_Exercise instructions_: Reproduce the following lines word for word, omitting the pictures from your answer.

_Entries supplied_:
::::
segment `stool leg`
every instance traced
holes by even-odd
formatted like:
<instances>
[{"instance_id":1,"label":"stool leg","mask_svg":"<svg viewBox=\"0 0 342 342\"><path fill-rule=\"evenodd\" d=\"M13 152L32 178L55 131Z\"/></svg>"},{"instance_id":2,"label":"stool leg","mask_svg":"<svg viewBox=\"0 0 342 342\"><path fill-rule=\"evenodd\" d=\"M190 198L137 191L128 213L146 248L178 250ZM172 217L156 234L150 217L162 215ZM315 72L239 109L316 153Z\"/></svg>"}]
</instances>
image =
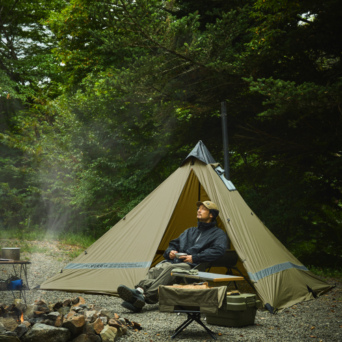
::::
_Correct answer_:
segment `stool leg`
every instance traced
holes by even-odd
formatted like:
<instances>
[{"instance_id":1,"label":"stool leg","mask_svg":"<svg viewBox=\"0 0 342 342\"><path fill-rule=\"evenodd\" d=\"M13 152L32 178L55 131Z\"/></svg>"},{"instance_id":2,"label":"stool leg","mask_svg":"<svg viewBox=\"0 0 342 342\"><path fill-rule=\"evenodd\" d=\"M190 198L137 191L128 213L146 248L178 250ZM172 217L156 234L150 217L162 215ZM315 72L239 109L316 153Z\"/></svg>"}]
</instances>
image =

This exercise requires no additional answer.